Assignment. Print the first line of the material below and each line after it, exactly as written, ending with the line that contains "[[407, 337], [68, 6]]".

Records supplied.
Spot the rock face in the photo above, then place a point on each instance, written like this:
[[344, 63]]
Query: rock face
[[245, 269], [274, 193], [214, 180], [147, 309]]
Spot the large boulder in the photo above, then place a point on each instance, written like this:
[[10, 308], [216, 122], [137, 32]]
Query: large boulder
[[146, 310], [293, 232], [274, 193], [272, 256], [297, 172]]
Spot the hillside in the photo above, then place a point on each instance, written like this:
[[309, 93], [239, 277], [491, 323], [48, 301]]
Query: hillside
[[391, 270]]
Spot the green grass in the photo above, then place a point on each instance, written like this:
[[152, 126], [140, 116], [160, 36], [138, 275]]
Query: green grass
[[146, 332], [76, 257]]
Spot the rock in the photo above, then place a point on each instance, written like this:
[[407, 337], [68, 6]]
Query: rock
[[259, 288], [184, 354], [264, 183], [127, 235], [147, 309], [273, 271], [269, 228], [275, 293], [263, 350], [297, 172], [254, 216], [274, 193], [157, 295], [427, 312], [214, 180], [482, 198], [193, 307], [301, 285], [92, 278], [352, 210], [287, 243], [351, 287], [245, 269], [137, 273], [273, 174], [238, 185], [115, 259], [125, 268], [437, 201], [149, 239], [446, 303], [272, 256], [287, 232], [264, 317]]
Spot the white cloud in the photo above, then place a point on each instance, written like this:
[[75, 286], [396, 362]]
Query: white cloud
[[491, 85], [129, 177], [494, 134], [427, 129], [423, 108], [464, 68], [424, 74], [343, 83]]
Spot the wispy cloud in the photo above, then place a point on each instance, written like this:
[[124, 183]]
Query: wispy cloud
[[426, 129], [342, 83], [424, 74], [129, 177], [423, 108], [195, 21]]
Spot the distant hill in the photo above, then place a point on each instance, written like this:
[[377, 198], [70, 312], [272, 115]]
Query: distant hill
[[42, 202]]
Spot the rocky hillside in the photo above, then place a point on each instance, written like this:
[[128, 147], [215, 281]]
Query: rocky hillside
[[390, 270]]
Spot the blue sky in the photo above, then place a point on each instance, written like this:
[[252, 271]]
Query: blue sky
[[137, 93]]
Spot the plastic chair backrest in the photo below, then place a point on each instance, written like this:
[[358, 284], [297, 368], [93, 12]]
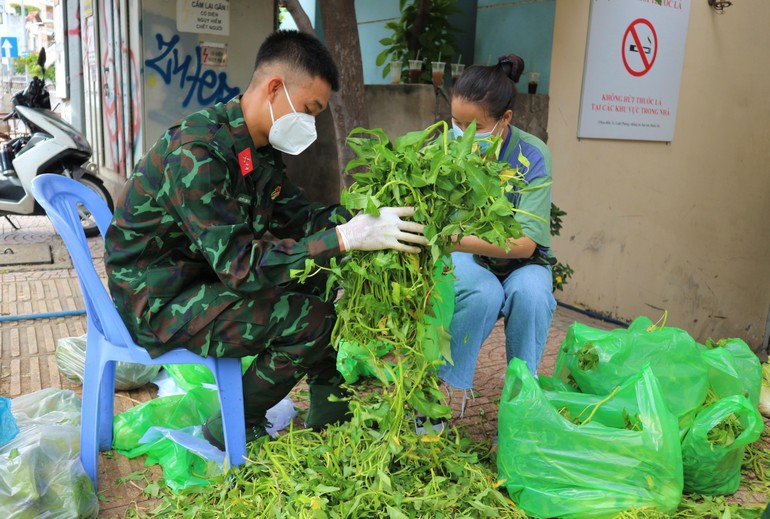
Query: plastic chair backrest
[[60, 197]]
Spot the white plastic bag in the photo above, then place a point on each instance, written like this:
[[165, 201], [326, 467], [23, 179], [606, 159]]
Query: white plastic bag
[[71, 359], [41, 476]]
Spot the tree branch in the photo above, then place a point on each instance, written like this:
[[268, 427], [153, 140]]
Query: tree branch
[[299, 15]]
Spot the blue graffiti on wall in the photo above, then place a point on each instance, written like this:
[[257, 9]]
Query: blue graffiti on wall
[[198, 82]]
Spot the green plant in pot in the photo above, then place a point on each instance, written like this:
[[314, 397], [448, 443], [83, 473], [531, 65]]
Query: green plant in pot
[[423, 32]]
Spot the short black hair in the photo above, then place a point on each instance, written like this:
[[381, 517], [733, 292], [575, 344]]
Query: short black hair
[[303, 51]]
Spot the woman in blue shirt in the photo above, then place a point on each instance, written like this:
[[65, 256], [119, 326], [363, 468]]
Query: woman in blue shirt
[[491, 282]]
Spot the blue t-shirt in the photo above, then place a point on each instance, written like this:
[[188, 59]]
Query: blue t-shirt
[[530, 157]]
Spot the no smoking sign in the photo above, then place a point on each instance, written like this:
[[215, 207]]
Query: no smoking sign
[[640, 47]]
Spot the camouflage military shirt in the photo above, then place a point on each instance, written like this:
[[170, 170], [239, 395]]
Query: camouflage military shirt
[[187, 238]]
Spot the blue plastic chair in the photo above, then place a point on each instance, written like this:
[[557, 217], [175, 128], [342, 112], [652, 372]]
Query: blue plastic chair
[[108, 340]]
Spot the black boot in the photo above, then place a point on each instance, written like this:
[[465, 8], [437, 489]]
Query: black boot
[[214, 432], [323, 411]]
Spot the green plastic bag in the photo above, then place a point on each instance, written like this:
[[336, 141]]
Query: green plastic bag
[[733, 369], [181, 467], [355, 360], [600, 360], [552, 467], [712, 466]]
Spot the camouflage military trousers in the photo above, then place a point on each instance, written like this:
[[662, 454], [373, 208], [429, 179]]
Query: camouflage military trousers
[[294, 342]]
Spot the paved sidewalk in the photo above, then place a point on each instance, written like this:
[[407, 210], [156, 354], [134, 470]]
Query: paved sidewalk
[[28, 363]]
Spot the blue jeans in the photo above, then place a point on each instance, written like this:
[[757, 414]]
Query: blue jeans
[[524, 299]]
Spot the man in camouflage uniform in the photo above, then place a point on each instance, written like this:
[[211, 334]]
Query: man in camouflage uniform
[[188, 258]]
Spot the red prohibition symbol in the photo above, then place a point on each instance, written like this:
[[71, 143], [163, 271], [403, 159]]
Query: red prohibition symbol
[[640, 47]]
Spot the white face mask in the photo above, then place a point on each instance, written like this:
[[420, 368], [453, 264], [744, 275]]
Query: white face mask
[[293, 132]]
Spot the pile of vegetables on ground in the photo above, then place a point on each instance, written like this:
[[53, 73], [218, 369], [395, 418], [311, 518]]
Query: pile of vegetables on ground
[[376, 465]]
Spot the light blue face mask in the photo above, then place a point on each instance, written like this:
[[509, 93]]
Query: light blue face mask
[[483, 146]]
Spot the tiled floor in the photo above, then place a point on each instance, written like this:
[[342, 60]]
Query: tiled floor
[[28, 363]]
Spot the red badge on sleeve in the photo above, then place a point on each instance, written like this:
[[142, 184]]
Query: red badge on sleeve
[[244, 159]]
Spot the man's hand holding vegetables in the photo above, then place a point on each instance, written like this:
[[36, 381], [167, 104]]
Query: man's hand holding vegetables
[[385, 231], [187, 254]]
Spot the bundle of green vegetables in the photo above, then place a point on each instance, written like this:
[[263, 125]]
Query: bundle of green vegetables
[[377, 465]]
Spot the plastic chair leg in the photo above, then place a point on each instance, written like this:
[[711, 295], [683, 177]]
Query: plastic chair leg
[[228, 376], [89, 426], [106, 405]]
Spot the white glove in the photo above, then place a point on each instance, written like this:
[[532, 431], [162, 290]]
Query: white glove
[[387, 231]]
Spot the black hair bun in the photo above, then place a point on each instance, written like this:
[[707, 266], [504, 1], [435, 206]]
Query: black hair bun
[[512, 66]]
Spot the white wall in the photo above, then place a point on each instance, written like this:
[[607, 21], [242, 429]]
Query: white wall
[[679, 226]]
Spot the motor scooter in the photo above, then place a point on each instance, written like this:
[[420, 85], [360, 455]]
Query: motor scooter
[[49, 145]]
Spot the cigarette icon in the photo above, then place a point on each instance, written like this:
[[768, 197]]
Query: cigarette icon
[[647, 50]]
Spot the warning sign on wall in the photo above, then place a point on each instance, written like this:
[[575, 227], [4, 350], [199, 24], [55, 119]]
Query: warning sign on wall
[[203, 16], [633, 69]]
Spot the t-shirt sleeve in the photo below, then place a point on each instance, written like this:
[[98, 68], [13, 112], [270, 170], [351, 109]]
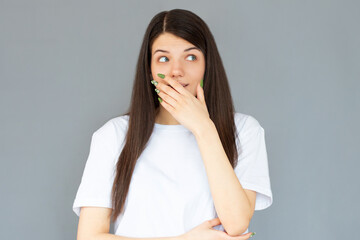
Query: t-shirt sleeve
[[252, 169], [98, 175]]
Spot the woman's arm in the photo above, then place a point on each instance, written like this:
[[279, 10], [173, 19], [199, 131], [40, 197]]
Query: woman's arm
[[108, 236], [231, 201]]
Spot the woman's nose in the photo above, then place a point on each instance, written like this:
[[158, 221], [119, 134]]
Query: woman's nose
[[176, 69]]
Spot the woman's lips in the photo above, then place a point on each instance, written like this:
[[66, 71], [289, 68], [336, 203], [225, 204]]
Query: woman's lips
[[181, 84]]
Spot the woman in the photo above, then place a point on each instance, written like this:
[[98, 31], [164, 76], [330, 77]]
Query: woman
[[181, 163]]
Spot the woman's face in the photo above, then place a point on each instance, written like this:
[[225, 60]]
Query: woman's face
[[172, 57]]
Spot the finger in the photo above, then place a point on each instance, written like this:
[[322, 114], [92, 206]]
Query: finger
[[200, 93], [163, 92], [174, 84], [213, 222], [167, 106]]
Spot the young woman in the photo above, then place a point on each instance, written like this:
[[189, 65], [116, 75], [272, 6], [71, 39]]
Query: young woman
[[181, 163]]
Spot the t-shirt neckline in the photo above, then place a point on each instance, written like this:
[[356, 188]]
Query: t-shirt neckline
[[165, 127]]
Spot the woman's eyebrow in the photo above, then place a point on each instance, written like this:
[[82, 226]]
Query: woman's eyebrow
[[186, 50]]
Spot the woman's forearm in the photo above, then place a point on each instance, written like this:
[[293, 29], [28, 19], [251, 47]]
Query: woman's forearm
[[108, 236], [230, 199]]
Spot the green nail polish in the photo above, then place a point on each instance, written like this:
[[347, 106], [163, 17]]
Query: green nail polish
[[161, 75]]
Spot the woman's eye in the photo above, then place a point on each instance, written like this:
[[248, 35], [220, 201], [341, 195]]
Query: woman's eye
[[168, 59], [192, 56], [161, 58]]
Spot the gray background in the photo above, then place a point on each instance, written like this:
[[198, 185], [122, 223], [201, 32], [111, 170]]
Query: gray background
[[66, 67]]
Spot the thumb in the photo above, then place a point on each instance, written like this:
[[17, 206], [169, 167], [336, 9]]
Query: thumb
[[200, 93]]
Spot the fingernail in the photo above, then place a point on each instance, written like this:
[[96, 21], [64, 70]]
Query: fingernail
[[154, 82], [161, 75]]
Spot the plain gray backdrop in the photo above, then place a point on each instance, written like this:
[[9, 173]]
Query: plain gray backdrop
[[66, 67]]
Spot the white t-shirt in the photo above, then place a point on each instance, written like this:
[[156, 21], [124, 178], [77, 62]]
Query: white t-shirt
[[169, 192]]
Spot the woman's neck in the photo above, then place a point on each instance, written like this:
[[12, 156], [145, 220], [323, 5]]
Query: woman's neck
[[164, 117]]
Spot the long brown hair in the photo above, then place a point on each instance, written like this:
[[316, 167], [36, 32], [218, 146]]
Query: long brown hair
[[144, 102]]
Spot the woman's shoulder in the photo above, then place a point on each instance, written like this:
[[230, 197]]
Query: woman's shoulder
[[245, 122], [115, 127]]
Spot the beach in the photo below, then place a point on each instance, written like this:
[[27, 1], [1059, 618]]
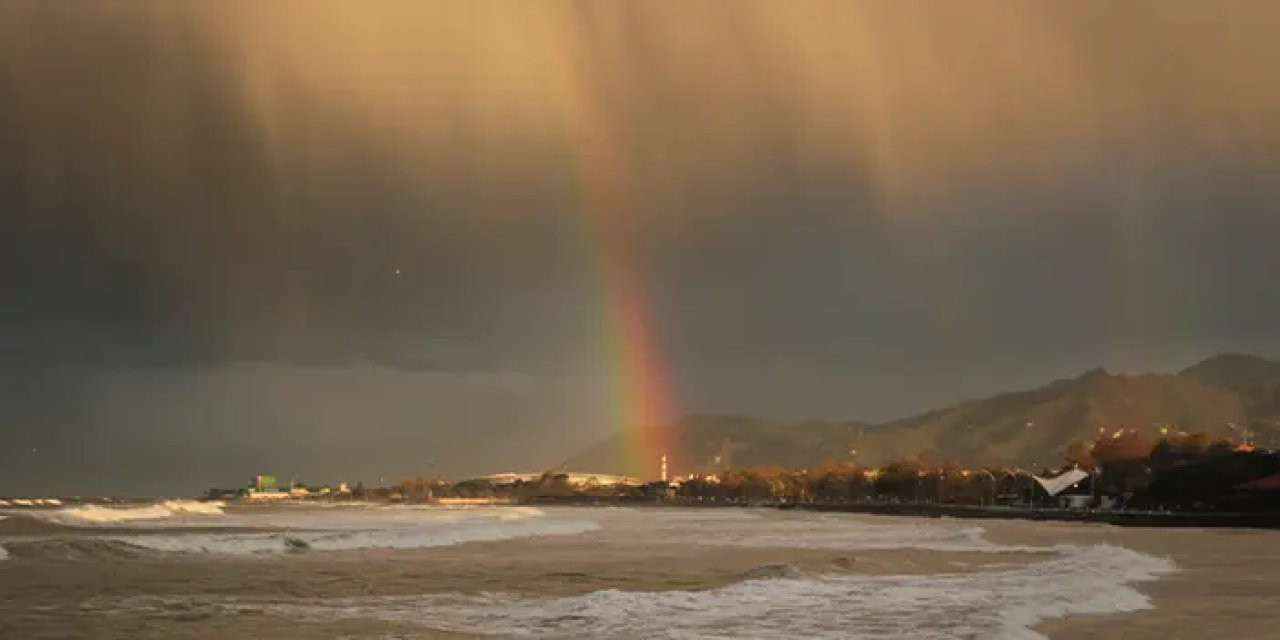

Exercise answer.
Spot the rock face in the photo above, then place a point on each instance, written like this:
[[344, 63]]
Query: rock face
[[245, 269], [274, 193], [214, 180], [147, 309]]
Spot the large boulder in the photo above, then place a point on each instance, written like this:
[[10, 308], [216, 122], [137, 32]]
Query: large boulder
[[146, 310], [293, 232], [274, 193], [272, 256], [297, 172]]
Spot the hillside in the photo above, then place a point on each instance, written like this:
[[309, 93], [239, 277], [491, 323], [48, 301]]
Query: hillside
[[391, 270]]
Spot the green grass in the photo above, then place a point on each instance, written like this:
[[152, 126], [140, 116], [160, 36], [138, 275]]
Query: green grass
[[146, 332], [76, 257]]
Spot the rock in the photo above, then place a point on each instance, written like this:
[[407, 337], [68, 6]]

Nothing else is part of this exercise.